Le casse-tête du maillage vétérinaire
Dans les territoires où la densité d'élevages est faible, les vétérinaires manquent. ©Pexels_mat-brown

« Dans nos régions, on n’a aucun intérêt à maintenir l’activité rurale. » Aux Vans, Gabrielle Guillou assume seule le soin aux animaux de compagnie et aux animaux de rente. Pour cette seconde partie (10 à 15 % de l’activité), la vétérinaire travaille à perte. « Si je faisais des prix plus élevés, les éleveurs ne soigneraient pas leurs animaux, ils n’en n’ont pas les moyens », défend-elle. Un constat relativement similaire en centre Ardèche. À Privas, les deux vétérinaires de la Clinique du Lac, passent 50 % de leur temps en élevage. Un travail qui ne représente qu’un tiers du chiffre d’affaires de l’établissement. Aujourd’hui, dans la plupart des cliniques du secteur, l’essentiel du modèle économique repose sur les soins dits « canins » (animaux de compagnie).

« Entre les coûts de déplacement et le temps qu’on y passe, c’est forcément moins rentable en élevage, explique Virginie Soulageon, à la Clinique du Lac. Et au cabinet, je peux faire une opération entre deux consultations, ce n’est pas possible à l’extérieur. » Pourtant la jeune vétérinaire n’envisage pas un instant d’arrêter la rurale. « C’est ce que je préfère… J’aime être dehors et c’est varié. Je ne me vois vraiment pas faire autre chose », assure-t-elle.

L’Ardèche cumule les handicaps

La nouvelle génération est loin d’avoir le profil de Virginie. Alors que le nombre de vétérinaires progresse chaque année, ceux qui déclarent une activité rurale sont en baisse constante. Chez les 20-40 ans inscrits à l’ordre des vétérinaires, seuls 38 % déclarent une compétence pour les animaux de rente. Et pour ces jeunes intéressés par la rurale, ils auront tendance à se tourner vers des territoires où la démographie des cheptels est plus concentrée. Avec ses troupeaux restreints et disséminés sur les territoires, l’Ardèche cumule les handicaps : peu d’attractivité pour les vétérinaires d’élevage, un manque de rentabilité, une contrainte importante liée au temps de déplacement… Et la concentration du secteur n’arrange rien.

À Lamastre, le cas du cabinet du Mercadal en est le parfait exemple. À l’automne 2021, cet établissement est racheté par une chaîne de cliniques française. Brusquement l’activité rurale est abandonnée, au profit de l’activité canine. « On travaillait depuis 15 ans avec ces vétérinaires. Du jour au lendemain, on a appris qu’ils avaient arrêté », raconte Corentin Blanc, éleveur d’Aubrac au Crestet. « C’était juste avant la période de prophylaxie », se souvient Margot Brie, directrice du Groupement de défense sanitaire (GDS) de l’Ardèche. Sans ces examens obligatoires, les éleveurs ne peuvent plus vendre ou accueillir de nouveaux animaux sur leurs fermes. Pour faire face à l’urgence, les services vétérinaires de l’Ardèche ont eux-mêmes embauché une jeune vétérinaire pour mener les campagnes de prophylaxie. Et pour les urgences, c’est le dernier vétérinaire de rurale du secteur qui a dû s’en charger, en plus de sa clientèle habituelle.

(Entrées du jeu de données)
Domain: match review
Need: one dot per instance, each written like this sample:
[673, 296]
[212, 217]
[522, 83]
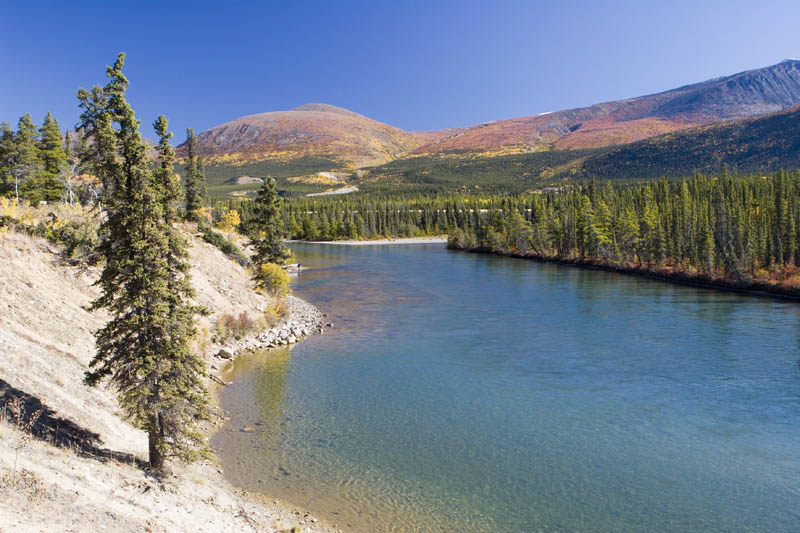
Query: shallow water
[462, 392]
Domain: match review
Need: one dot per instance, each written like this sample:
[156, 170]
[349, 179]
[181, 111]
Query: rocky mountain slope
[746, 94]
[761, 144]
[310, 131]
[318, 132]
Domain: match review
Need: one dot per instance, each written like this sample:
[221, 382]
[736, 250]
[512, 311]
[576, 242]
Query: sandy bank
[78, 471]
[380, 242]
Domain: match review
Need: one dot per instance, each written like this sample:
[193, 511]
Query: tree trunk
[155, 438]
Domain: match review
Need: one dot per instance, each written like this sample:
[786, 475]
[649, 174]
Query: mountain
[754, 145]
[315, 131]
[635, 138]
[746, 94]
[760, 144]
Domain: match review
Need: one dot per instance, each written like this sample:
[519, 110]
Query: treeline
[734, 229]
[38, 164]
[366, 217]
[740, 230]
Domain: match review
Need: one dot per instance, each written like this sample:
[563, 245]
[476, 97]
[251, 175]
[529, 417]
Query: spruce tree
[53, 159]
[265, 229]
[196, 192]
[7, 152]
[25, 162]
[144, 348]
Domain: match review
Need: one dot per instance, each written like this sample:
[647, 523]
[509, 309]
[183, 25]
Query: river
[463, 392]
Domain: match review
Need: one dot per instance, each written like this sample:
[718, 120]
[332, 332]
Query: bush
[272, 280]
[224, 245]
[276, 311]
[229, 325]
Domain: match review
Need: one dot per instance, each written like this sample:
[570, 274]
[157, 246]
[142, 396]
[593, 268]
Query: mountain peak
[325, 108]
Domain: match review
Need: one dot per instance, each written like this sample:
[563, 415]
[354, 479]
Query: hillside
[746, 94]
[514, 154]
[763, 144]
[79, 472]
[315, 131]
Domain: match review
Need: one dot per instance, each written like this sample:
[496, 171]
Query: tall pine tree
[144, 348]
[196, 192]
[265, 230]
[46, 186]
[25, 164]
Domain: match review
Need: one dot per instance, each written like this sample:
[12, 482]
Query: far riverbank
[442, 239]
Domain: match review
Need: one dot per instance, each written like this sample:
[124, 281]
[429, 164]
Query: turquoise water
[462, 392]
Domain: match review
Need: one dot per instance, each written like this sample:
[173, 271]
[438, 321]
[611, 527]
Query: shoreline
[381, 242]
[302, 321]
[758, 290]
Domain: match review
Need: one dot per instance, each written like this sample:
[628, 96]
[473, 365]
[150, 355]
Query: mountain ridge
[353, 141]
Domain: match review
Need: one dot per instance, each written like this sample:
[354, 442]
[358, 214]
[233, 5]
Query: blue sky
[417, 65]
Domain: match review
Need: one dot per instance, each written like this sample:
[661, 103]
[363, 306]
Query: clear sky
[417, 65]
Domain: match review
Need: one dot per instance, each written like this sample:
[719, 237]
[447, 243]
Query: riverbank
[383, 242]
[79, 467]
[752, 288]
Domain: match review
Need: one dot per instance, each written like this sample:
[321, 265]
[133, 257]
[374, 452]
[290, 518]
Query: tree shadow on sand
[56, 430]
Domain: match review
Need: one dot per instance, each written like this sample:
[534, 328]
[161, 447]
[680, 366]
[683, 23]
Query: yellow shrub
[272, 280]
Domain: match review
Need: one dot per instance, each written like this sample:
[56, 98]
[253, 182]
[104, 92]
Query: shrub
[276, 311]
[224, 245]
[272, 280]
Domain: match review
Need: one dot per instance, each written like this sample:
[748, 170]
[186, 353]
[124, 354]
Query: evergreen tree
[7, 153]
[25, 164]
[196, 191]
[46, 186]
[266, 238]
[144, 348]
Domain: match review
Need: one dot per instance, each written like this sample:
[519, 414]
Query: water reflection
[468, 393]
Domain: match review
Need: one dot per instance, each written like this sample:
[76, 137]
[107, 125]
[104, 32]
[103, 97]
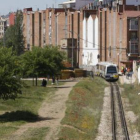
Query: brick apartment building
[100, 31]
[3, 26]
[118, 31]
[51, 27]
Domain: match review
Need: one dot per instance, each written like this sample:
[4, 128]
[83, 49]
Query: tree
[14, 34]
[42, 61]
[10, 84]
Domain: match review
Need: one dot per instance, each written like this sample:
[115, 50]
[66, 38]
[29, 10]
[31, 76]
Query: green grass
[83, 110]
[24, 109]
[131, 93]
[35, 134]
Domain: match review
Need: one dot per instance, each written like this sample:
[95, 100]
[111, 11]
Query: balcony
[133, 24]
[133, 47]
[133, 27]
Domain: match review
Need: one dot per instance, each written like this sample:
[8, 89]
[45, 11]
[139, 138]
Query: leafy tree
[10, 84]
[14, 34]
[42, 61]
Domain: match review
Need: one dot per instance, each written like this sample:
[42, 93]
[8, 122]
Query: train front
[111, 73]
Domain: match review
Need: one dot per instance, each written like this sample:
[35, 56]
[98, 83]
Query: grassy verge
[83, 110]
[35, 134]
[131, 92]
[14, 113]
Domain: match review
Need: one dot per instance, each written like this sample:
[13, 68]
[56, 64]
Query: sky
[7, 6]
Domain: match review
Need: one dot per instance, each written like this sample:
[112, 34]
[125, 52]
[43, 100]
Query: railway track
[119, 126]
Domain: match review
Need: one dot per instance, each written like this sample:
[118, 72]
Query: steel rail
[113, 114]
[122, 115]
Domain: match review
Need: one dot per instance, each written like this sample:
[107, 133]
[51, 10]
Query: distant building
[75, 4]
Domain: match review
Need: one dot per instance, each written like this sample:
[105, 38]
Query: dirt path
[53, 110]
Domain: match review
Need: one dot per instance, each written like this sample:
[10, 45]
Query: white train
[107, 70]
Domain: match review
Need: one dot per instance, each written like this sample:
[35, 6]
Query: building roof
[132, 13]
[70, 1]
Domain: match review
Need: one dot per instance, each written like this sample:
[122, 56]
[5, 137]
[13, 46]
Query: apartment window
[133, 24]
[133, 36]
[133, 48]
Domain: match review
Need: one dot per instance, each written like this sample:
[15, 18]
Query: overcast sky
[7, 6]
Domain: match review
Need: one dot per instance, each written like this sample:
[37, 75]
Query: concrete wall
[82, 3]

Liste des tâches »
(1) D'après l'article sur le maillage vétérinaire, quelle part du chiffre d'affaires de la Clinique du Lac vient du travail en élevage ?
(2) Pour chaque affirmation, dites si l'article sur le maillage vétérinaire va dans le même sens (oui ou non) et citez les mots qui le montrent.
(a) Gabrielle Guillou perd de l'argent sur les soins aux animaux de rente.
(b) Le nombre de vétérinaires diminue chaque année.
(c) Le cabinet du Mercadal a été racheté au printemps 2021.
(3) Poursuivez l'article sur le maillage vétérinaire à partir de sa dernière phrase.
Les entrées n'ont aucun lien avec l'article sur le maillage vétérinaire.

Réponses dans l'ordre »
(1) Un tiers du chiffre d'affaires.

(2)
(a) Oui : « Pour cette seconde partie (10 à 15 % de l’activité), la vétérinaire travaille à perte. »
(b) Non : « Alors que le nombre de vétérinaires progresse chaque année »
(c) Non : « À l’automne 2021, cet établissement est racheté par une chaîne de cliniques française. »

(3)
Au sud, la situation inquiète

Depuis cet épisode en nord Ardèche, la situation s’est stabilisée, notamment grâce à l’embauche de vétérinaires menant une activité rurale au cabinet de Lamastre. Désormais c’est le sud du département qui inquiète. Le maillage vétérinaire déjà fragile risque encore de se dégrader dans les années à venir avec la cessation programmée de quatre cabinets pratiquant la rurale auprès de 369 éleveurs. Si les services vétérinaires ont connaissance de la situation, ils peinent à mobiliser. « Il y a une prise de conscience générale. Pourtant on a de grosses difficultés à être suivi », reconnaît Stéphane Klotz, chef de service santé et protection animales à la DDETSPP1. Notamment du côté des collectivités locales dont les compétences en la matière ont été élargies grâce à la loi Daddue de 2017, puis de 2020. Avec cette évolution législative, les mairies et communautés de communes peuvent mettre à disposition un logement aux vétérinaires, financer des cabinets ou encore indemniser les étudiants. Des outils encore assez peu utilisés en Ardèche.

Progressivement, la profession commence elle aussi à se mobiliser. En septembre, une réunion a réuni plusieurs vétérinaires pratiquant la rurale, en sud Ardèche. « L’objectif, c’est d’ouvrir la parole. Que chacun explique son organisation pour qu’on essaie de trouver des solutions », détaille Véronique Dumas-Soulageon, vétérinaire privadoise et membre de la Société nationale des groupements techniques vétérinaires. Et de poursuivre : « Jusqu’à maintenant on n’avait assez peu de contacts entre nous, mais vu la situation, il faut qu’on se serre les coudes ! »

Si elles ne permettent pas encore de résoudre le problème à long terme, ces pistes peuvent donner un peu d’espoir aux éleveurs, dont le métier est intimement lié à cette épineuse question du maillage vétérinaire.

Pauline De Deus

1. Direction départementale de l’emploi, du travail, des solidarités et de la protection des populations.

Désertification : un cercle vicieux

Plus la désertification avance et plus les éleveurs prennent l’habitude de se passer de vétérinaire traitant. En sud Ardèche, un éleveur ovin confie qu’il « se débrouille avec des collègues », un éleveur bovin raconte quant à lui « qu’un copain vétérinaire vient faire des consultations gratuites », d’autres vont dans les départements voisins en cas de besoin. Pour combler le vide laissé par les vétérinaires, d’autres acteurs ont aussi fait leur apparition, telles que les coopératives pour la vente de médicament, la reproduction, le contrôle du lait, entre autres. De même que des vétérinaires dont l’activité en rurale se limite uniquement à la vente de médicaments.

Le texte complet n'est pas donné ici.